**Tugas yang Dikerjakan:** Tuliskan kembali tanpa perubahan bagian teks tentang kasasi terhadap putusan bebas yang diawali dengan kata-kata yang memuat "Perluasan pengertian tersebut" dan diakhiri dengan "agama, dan sebagainya.".

**Kutipan Teks:**
==========
Hal ini ditegaskan lebih lanjut dalam pertimbangan:
“…. Mahkamah
Agung menganggap adil apabila apa yang diajukan jaksa yakni mengajukan
keberatan terhadap putusan bebas yang dijatuhkan ke Pengadilan Negeri harus
diartikan sebagai ditujukan ke Mahkamah Agung.”
Meski secara
yuridis normatif tindakan jaksa mengajukan kasasi terhadap putusan bebas
melanggar undang – undang, dalam hal ini KUHAP, akan tetapi hal ini tetap ada
dalam praktek. ada beberapa alasan Jaksa/Penuntut Umum tetap mengajukan kasasi terhadap
putusan bebas antara lain :
1) Pengadilan Negeri atau Pengadilan
Tinggi (Judexfactie) telah salah
menerapkan hukum pembuktian sebagaimana dimaksud dalam pasal 185 ayat (3) dan
ayat (6) KUHAP ;
2) Cara mengadili yang dilakukan Judexfactie tidak dilaksanakan menurut
ketentuan Undang-undang ;
3) Putusan Judexfactie bukan merupakan putusan bebas murni (vrijspraak), melainkan putusan “bebas
tidak murni”.
Pengertian
putusan pembebasan yang bersifat tidak murni dalam putusan Mahkamah Agung ini,
telah diperluas dari pengertian yang selama ini dianut oleh yurisprudensi lama.
Perluasan pengertian tersebut dalam urusan ini, telah meliputi pelanggaran
batas wewenang yang bukan hanya melampaui batas wewenang dalam arti kompetensi
absolut dan relatif, tetapi meliputi unsur – unsur nonyuridis.[3]
Contoh yang paling mudah menanggapi makna pertimbangan yang tidak berupa unsur
nonyuridis ialah pembebasan terdakwa didasarkan atas alasan pertimbangan
politik, perikemanusiaan, agama, dan sebagainya.
Praktik
pengajuan kasasi terhadap putusan bebas tetap berlangsung dan didukung oleh
banyak ahli hukum. Alasannya Yahya Harahap
berpendapat karena terlampau riskan memberi keluasan yang tidak terbatas
bagi pengadilan tingkat pertama sehubungan dengan putusan bebas. Seolah–olah
pengadilan tersebut berada dalam kedudukan tingkat pertama dan terakhir karena
putusan bebas yang diambilnya tidak dapat diuji oleh instansi manapun. Jika hal
ini dibiarkan tidak menutup kemungkinan hakim yang mengadili di pengadilan
tingkat pertama melakukan penyalahgunaan wewenang ditambah dengan adanya asas Nebis in Idem yang membuat perkara itu
tidak dapat diajukan untuk kedua kalinya.
==========
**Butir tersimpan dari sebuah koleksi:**
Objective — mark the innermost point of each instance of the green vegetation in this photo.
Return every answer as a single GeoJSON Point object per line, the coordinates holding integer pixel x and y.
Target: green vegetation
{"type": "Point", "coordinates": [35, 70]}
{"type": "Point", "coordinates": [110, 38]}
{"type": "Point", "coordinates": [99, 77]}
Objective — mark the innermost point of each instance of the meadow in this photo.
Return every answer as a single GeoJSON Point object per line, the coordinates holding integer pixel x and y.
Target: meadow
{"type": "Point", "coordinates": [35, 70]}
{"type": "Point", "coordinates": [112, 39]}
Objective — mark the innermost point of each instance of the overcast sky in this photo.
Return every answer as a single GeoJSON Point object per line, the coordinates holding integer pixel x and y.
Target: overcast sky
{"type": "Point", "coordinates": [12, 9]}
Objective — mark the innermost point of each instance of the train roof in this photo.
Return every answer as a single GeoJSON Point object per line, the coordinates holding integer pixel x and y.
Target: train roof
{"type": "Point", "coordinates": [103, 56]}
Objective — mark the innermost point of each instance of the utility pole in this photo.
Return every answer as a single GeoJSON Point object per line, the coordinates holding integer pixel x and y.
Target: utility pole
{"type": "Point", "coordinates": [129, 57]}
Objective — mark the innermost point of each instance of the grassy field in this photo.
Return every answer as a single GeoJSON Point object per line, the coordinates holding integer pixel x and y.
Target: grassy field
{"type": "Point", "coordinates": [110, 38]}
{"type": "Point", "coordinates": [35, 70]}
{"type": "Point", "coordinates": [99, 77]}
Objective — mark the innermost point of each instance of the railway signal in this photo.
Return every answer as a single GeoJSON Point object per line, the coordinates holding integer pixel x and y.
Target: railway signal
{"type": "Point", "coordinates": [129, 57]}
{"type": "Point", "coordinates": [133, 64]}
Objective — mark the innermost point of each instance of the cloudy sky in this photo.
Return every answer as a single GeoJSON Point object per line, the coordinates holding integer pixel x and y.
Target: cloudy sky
==========
**Penyelesaian Latihan:**
Perluasan pengertian tersebut dalam urusan ini, telah meliputi pelanggaran
batas wewenang yang bukan hanya melampaui batas wewenang dalam arti kompetensi
absolut dan relatif, tetapi meliputi unsur – unsur nonyuridis.[3]
Contoh yang paling mudah menanggapi makna pertimbangan yang tidak berupa unsur
nonyuridis ialah pembebasan terdakwa didasarkan atas alasan pertimbangan
politik, perikemanusiaan, agama, dan sebagainya.